- Instructions to follow:
Without omission or alteration, write out all of the data.

- Information shown:
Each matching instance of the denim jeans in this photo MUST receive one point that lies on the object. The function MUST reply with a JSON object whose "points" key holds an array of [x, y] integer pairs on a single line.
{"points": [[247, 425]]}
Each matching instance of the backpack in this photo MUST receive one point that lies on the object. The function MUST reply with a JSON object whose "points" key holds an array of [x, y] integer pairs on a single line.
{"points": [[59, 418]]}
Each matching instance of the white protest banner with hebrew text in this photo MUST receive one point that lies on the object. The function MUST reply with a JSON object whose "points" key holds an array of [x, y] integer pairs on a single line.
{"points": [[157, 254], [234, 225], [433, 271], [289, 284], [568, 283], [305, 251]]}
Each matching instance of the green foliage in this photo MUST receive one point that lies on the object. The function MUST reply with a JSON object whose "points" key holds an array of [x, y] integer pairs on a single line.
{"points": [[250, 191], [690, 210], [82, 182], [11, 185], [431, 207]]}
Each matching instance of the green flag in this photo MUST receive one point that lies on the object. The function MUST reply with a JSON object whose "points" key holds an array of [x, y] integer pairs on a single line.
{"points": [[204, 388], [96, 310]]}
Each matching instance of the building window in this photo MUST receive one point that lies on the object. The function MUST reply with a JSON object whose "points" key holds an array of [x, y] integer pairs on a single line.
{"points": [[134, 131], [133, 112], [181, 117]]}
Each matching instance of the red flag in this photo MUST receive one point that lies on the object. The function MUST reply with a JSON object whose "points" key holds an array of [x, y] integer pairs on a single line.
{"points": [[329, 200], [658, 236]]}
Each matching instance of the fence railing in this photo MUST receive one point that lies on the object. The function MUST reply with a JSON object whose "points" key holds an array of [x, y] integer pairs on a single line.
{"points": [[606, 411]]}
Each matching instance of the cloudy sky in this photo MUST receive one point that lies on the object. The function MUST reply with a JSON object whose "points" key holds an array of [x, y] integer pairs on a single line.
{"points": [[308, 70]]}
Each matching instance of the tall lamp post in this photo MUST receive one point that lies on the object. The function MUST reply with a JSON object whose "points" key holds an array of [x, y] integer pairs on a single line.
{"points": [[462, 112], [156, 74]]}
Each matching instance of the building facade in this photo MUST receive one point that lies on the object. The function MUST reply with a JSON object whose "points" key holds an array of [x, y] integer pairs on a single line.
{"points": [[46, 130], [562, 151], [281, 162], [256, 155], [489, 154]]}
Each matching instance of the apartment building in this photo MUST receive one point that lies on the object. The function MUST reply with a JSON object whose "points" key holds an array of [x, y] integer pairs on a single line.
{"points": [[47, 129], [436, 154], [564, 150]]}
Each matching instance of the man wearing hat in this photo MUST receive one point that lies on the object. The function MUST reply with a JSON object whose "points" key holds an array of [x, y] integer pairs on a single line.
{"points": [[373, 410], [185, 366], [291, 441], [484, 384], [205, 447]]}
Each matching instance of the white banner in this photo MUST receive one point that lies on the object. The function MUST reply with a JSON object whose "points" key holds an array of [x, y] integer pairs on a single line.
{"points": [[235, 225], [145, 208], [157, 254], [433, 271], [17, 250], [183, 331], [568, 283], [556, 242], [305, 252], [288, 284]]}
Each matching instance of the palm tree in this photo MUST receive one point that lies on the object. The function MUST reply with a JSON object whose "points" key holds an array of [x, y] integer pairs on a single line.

- Result for this exercise:
Each matching instance of the denim jeans in this photo MUST receive one point that lies on the object. The function MUST reply with a JSON object whose "points" key holds an array of [x, y] integer pairs on a single line.
{"points": [[247, 425]]}
Each matching instance of the backpack in this photo MUST receive one point that lies on the object. The function MUST reply with a JSON object whose "points" key holds an array of [x, y] integer pairs on a single line.
{"points": [[59, 418]]}
Each matching instance of the white protest banner with hebrew text in this photo MUST receive one point that lies on the object. The function MUST reply with a JSON object whose "points" key holds an array of [x, y] integer pairs on a single line.
{"points": [[157, 254], [234, 225], [433, 271], [289, 284], [568, 283], [305, 251]]}
Each matching instance of the green foliage in this photo MUST receive one point that lies on the object. The function MUST reply with a JSON object whose "points" key holds an array of [x, y] integer pairs on a single line.
{"points": [[250, 191], [690, 210], [82, 182], [11, 185], [431, 207]]}
Each matching instance of the green flag in this photo MUST receive one point that lies on the object. The function MUST reply with a JSON object whose "points" key holds an array of [x, y] integer pairs on a single line.
{"points": [[204, 388], [96, 310]]}
Each matching instance of the building window in this photo MUST receive one point that lies on the object. The function MUST reply with a JSON object whose "points" key holds an array of [x, y] integer pairs on a single line.
{"points": [[134, 131], [133, 112], [181, 117]]}
Each matching instance of the red flag in this photo MUST receive one point that lies on the object. The function MUST reply with a JSON object whose "points" key holds an array of [x, y] integer pairs on a single line.
{"points": [[329, 200], [658, 236]]}
Each matching instance of the fence railing in this photo MUST receive one point that lies on the object. The function MUST reply with a JSON object whose "points" key holds an array of [x, y] integer pairs on a single line.
{"points": [[606, 411]]}
Each matching instance of the cloudy sky in this photo MUST receive one point that lies on the object. The function MUST reply with a JSON object whose "points" key holds an array of [x, y] integer pairs on a single line.
{"points": [[308, 70]]}
Each matching instance of the tall lamp post in this photo MUST receive one point that lies on the object. The function MUST reply with a JSON object whose "points" key holds an array of [x, y] integer pairs on a single line.
{"points": [[462, 112], [156, 74]]}
Each matching instance of the building facade in this photo MUST receive one point that lies on the object. The function MUST reply with a JSON object whose "points" key holds an array of [x, y] integer pairs on a single line.
{"points": [[46, 130], [562, 151], [281, 162], [256, 155], [489, 154]]}
Each matching instance of the apartment building in this photo MUST receive one point that lies on the object. The function MUST reply with a JSON object whose "points" key holds an array of [x, y] integer pairs on a single line.
{"points": [[47, 129], [436, 154], [564, 150]]}
Each matching instance of the man wearing hat in this photo MUST receive one point that lies on the object. The function MUST reply with a JSON object whose "points" key holds an array of [x, y] integer pairs on a single line.
{"points": [[373, 410], [185, 366], [291, 441], [484, 384], [205, 447]]}
Each matching instance of the white banner in this photo MUST receive one point that lies on the object. The function MUST reply with a JSON object whose "points" key holds an array of [x, y] integer pairs on a single line.
{"points": [[235, 225], [145, 208], [157, 254], [433, 271], [17, 250], [183, 331], [568, 283], [556, 242], [305, 252], [288, 284]]}
Each matching instance of the palm tree in this photo MUST receive one point that lies on the object. The function MUST reply with a JSON object whose "points" key holds an array of [x, y] integer pairs on a single line.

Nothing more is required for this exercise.